(Saved data entries)
----------
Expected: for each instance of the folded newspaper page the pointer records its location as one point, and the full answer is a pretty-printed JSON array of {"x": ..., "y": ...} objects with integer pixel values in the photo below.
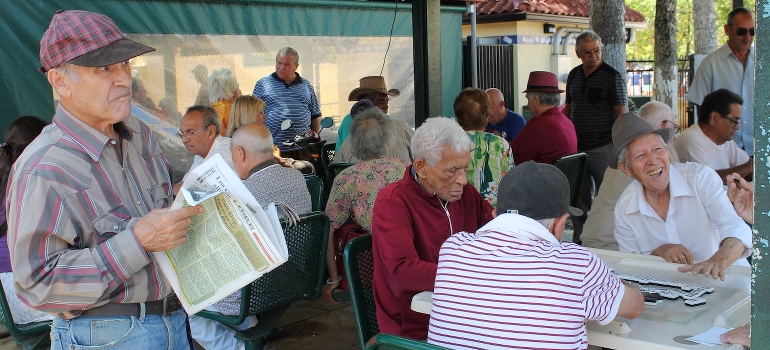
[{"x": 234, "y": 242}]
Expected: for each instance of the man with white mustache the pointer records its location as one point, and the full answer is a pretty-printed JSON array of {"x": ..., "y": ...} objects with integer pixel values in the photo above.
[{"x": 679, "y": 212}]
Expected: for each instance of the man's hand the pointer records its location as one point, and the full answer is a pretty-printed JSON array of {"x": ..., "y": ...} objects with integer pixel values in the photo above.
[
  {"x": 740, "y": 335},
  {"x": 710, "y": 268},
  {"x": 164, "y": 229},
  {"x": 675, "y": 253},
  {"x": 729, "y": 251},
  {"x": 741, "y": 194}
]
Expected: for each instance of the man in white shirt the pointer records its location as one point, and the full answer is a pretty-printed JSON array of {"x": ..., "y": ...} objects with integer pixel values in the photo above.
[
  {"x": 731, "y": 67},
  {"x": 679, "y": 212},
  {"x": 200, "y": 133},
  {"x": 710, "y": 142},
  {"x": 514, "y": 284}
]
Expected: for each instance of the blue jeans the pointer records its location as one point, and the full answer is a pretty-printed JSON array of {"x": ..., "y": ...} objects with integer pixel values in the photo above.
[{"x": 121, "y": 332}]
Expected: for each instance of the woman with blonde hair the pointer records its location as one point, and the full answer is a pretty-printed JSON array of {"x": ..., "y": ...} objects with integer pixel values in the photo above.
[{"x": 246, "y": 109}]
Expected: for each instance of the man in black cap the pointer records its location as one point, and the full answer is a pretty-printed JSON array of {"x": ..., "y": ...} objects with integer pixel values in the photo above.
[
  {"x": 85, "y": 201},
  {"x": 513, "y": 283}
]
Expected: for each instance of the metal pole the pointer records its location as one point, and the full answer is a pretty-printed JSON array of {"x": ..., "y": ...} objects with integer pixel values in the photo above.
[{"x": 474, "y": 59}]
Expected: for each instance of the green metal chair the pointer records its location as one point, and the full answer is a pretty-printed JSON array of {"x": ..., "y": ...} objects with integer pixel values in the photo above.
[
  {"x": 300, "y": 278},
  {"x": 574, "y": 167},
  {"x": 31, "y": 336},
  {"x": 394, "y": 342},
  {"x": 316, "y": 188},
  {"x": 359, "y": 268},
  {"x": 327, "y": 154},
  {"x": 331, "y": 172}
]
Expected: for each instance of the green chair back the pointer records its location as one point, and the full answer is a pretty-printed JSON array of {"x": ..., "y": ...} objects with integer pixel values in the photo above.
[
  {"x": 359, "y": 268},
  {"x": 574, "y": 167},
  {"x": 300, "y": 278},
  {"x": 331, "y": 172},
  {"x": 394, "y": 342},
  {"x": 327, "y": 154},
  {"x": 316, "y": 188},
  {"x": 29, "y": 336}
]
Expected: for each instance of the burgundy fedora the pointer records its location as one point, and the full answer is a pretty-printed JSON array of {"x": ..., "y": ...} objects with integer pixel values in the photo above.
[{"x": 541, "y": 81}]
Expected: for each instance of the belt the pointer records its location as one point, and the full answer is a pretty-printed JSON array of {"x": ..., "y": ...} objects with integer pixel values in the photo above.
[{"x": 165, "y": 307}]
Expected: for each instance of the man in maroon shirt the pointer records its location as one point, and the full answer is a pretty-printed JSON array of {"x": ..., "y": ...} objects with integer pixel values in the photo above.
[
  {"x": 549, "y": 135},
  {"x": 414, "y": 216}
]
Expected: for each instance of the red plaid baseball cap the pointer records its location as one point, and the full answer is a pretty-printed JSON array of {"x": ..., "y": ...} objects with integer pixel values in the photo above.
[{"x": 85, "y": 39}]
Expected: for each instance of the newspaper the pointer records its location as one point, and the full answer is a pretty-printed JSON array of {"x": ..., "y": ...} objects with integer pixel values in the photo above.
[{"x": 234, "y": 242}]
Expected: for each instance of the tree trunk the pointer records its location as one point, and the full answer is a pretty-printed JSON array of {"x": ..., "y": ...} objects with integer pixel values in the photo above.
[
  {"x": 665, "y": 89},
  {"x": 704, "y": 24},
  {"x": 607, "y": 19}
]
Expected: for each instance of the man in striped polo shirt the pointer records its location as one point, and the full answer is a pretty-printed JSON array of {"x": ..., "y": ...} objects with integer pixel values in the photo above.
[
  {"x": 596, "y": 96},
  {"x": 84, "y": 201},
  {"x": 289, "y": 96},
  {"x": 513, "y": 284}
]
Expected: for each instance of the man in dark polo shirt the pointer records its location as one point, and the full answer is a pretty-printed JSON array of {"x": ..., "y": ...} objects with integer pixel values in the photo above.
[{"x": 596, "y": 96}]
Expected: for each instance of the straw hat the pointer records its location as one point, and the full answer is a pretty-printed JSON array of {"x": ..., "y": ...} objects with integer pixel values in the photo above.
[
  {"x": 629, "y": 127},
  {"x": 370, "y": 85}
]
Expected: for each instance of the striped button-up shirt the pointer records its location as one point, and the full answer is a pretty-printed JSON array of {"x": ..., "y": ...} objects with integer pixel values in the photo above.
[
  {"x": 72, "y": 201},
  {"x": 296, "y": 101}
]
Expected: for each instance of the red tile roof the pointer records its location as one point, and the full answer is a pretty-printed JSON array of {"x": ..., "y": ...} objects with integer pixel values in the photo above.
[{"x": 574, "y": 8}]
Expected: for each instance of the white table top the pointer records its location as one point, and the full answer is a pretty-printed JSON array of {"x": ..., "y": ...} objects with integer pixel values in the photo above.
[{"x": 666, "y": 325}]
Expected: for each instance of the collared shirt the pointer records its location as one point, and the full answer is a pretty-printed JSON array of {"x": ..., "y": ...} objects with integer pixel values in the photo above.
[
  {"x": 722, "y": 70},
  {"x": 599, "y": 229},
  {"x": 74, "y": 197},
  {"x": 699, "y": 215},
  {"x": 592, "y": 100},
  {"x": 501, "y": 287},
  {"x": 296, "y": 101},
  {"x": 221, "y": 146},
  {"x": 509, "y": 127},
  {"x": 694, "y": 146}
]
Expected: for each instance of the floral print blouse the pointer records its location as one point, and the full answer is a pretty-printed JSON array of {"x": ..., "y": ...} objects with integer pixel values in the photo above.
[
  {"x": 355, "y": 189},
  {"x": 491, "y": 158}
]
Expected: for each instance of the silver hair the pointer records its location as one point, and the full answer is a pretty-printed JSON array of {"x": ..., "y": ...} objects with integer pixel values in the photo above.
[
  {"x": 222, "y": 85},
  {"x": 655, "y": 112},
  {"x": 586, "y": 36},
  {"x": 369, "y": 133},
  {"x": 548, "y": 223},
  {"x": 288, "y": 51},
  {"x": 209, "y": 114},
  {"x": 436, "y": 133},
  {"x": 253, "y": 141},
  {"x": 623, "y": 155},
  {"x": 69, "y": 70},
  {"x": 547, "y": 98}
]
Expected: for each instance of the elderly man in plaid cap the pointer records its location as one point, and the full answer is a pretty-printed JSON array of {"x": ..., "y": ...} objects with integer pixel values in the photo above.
----------
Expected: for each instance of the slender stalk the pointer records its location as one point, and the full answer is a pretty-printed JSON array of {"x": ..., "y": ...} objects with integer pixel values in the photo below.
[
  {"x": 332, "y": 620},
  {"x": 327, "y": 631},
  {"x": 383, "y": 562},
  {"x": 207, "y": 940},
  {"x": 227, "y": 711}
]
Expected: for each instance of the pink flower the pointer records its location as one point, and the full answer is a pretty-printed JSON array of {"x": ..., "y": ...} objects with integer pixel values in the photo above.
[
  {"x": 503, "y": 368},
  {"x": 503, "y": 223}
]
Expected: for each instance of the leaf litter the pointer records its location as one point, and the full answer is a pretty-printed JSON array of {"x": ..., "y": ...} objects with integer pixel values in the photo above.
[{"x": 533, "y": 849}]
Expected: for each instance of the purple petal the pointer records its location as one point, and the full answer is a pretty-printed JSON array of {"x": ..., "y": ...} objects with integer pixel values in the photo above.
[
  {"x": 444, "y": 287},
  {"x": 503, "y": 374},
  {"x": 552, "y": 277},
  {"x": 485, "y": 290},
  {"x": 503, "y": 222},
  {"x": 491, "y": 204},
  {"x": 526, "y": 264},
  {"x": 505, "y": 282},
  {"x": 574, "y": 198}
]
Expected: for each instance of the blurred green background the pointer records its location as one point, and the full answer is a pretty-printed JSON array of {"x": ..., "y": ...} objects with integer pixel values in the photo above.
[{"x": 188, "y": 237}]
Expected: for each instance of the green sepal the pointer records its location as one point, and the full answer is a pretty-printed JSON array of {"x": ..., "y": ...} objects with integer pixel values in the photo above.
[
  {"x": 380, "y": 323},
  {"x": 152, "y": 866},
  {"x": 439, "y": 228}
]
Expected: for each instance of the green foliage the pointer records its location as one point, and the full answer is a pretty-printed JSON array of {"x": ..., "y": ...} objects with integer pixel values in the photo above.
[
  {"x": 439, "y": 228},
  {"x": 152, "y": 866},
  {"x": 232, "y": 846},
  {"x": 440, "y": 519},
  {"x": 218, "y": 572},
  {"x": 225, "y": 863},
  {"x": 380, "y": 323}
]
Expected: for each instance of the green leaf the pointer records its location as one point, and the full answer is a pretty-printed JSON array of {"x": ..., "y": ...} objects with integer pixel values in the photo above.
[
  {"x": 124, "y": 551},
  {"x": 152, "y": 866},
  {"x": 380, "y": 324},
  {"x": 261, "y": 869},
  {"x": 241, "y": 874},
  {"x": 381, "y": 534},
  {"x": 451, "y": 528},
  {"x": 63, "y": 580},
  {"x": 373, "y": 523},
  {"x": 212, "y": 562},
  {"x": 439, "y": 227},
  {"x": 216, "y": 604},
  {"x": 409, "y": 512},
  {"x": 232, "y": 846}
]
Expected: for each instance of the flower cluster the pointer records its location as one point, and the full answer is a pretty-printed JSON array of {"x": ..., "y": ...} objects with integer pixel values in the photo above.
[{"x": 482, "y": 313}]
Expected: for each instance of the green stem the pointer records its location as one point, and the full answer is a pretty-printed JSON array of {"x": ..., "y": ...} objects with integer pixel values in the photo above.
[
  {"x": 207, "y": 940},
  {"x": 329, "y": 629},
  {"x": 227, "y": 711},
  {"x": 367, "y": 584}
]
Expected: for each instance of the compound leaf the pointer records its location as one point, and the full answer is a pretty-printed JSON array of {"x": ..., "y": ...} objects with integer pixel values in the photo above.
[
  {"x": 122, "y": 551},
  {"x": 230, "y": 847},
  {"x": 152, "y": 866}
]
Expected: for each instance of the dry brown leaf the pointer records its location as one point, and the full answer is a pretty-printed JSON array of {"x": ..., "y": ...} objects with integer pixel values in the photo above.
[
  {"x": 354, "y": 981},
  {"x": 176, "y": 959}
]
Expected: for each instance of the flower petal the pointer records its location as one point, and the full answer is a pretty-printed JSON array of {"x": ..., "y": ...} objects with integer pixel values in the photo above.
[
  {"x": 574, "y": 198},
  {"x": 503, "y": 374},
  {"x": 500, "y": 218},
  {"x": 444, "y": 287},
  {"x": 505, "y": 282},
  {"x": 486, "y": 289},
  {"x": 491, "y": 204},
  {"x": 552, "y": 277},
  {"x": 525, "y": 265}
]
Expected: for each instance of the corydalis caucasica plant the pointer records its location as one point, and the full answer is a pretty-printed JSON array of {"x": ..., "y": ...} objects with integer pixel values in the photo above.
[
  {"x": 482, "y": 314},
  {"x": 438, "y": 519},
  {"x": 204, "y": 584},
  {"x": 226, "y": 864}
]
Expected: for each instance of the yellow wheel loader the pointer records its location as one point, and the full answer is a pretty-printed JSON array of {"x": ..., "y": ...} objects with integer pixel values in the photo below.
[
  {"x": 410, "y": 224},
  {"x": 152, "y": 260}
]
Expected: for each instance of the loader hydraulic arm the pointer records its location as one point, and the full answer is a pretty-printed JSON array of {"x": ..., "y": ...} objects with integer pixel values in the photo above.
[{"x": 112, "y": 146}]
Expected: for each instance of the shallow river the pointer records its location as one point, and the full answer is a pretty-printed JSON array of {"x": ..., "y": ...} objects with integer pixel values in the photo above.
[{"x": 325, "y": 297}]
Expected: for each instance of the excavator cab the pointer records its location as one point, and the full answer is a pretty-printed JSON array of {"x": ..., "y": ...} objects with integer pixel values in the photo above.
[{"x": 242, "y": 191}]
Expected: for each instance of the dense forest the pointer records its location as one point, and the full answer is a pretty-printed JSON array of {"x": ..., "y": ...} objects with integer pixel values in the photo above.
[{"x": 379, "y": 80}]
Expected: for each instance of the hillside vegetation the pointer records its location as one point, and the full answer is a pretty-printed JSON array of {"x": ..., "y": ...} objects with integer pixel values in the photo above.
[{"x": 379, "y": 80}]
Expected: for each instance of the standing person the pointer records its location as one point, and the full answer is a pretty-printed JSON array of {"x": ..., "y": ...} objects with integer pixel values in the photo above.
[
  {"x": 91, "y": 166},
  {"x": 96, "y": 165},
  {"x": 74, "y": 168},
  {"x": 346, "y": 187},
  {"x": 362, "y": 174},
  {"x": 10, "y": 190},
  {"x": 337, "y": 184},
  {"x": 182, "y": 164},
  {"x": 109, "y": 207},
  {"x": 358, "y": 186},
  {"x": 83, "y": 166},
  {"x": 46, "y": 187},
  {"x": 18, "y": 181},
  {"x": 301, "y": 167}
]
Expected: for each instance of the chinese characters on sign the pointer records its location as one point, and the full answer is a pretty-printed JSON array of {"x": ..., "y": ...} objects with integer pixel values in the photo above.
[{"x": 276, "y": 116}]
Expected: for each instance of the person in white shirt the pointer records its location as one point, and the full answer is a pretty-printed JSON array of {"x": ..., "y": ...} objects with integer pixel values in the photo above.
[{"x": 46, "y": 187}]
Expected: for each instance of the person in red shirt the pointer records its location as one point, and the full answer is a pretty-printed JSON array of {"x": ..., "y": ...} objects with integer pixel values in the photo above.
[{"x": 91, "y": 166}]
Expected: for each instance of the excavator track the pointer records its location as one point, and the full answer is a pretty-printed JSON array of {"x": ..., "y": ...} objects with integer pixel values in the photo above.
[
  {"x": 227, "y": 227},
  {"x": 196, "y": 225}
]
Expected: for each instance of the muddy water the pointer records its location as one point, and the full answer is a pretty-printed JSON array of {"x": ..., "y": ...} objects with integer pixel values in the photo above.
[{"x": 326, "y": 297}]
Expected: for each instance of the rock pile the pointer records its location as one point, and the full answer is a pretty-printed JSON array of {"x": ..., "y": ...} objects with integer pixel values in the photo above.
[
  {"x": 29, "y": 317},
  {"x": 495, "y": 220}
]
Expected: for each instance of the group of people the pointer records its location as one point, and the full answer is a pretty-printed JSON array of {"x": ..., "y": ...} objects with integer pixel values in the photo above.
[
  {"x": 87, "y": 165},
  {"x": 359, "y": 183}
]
----------
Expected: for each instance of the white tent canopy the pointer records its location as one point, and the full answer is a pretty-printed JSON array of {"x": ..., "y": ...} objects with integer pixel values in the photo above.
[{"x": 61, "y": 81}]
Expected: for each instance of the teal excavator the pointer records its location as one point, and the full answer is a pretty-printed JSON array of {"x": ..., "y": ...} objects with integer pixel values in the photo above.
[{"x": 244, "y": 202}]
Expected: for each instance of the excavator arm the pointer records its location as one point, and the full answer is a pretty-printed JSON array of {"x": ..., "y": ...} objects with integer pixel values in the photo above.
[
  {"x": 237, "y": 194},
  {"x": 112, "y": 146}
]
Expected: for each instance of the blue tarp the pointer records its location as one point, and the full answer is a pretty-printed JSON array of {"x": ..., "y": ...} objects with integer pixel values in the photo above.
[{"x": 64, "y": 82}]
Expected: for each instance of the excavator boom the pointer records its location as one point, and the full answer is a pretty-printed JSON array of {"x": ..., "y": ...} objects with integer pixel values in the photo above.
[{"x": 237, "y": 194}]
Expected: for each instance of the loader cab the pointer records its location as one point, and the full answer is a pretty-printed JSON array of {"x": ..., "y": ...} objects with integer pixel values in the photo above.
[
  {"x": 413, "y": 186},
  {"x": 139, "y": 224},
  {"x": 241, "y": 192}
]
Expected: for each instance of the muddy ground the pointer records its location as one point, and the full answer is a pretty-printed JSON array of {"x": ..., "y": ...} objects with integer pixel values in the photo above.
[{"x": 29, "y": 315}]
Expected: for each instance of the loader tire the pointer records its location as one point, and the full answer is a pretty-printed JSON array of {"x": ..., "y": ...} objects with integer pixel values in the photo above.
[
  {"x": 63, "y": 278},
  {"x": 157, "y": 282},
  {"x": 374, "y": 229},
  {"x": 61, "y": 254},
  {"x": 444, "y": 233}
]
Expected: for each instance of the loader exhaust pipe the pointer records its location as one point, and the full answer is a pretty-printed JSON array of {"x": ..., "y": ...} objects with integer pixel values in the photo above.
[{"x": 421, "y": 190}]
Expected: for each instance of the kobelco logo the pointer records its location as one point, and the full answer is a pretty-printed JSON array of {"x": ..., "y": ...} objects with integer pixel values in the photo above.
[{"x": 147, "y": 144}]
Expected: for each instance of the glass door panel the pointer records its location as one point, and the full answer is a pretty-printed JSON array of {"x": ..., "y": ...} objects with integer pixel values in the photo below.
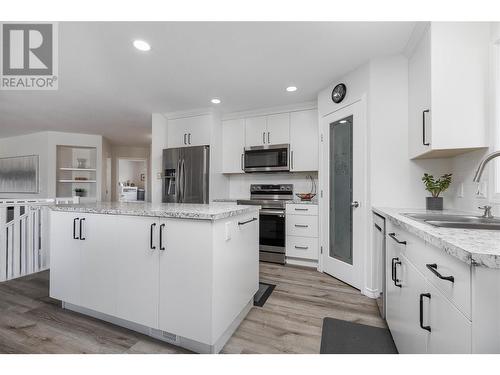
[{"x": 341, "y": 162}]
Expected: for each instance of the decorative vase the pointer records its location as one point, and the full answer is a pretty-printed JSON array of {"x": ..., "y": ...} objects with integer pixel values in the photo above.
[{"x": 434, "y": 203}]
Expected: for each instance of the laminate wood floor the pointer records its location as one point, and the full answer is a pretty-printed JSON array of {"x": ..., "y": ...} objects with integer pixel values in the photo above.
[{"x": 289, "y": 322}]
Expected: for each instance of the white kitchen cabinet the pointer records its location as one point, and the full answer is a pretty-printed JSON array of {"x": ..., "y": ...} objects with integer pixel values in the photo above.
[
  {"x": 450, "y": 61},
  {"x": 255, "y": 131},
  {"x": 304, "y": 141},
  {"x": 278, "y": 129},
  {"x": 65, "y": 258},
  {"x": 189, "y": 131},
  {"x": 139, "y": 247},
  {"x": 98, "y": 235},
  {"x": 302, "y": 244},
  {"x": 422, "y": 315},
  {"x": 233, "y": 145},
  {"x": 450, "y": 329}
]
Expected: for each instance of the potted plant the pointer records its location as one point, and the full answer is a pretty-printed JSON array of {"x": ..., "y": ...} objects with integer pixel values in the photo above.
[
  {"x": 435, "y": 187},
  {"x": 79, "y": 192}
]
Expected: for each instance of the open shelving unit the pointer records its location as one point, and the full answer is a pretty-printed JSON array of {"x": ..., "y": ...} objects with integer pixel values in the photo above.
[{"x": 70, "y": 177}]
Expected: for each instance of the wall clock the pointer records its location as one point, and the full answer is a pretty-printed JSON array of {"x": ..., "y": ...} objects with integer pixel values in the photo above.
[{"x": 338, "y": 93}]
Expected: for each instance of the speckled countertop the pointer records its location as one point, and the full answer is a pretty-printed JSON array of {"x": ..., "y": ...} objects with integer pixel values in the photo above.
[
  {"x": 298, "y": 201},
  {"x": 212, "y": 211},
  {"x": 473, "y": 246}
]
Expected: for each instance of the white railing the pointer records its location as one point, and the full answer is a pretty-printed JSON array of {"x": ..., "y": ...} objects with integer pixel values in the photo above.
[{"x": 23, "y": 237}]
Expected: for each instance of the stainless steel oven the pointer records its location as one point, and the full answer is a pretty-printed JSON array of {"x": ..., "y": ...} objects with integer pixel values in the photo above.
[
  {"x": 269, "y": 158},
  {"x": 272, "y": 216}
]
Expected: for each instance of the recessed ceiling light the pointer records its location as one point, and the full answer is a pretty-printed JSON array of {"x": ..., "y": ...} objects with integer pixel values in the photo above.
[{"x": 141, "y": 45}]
----------
*WORK INSTRUCTIONS*
Collect every line of the records above that contains the string "plant", and copy each one out in full.

*RESPONSE TO THE TASK*
Expected: for each instance of the corydalis caucasica plant the pointer records its location as one point, and the full answer is a pretty-printed JSON array of {"x": ..., "y": ...} objects with integer pixel values in the photo above.
Expected: for each instance of the potted plant the pointer records its location as one point, and the full answer is a pretty-printed JSON array of {"x": ..., "y": ...} objects with integer pixel values in the photo above.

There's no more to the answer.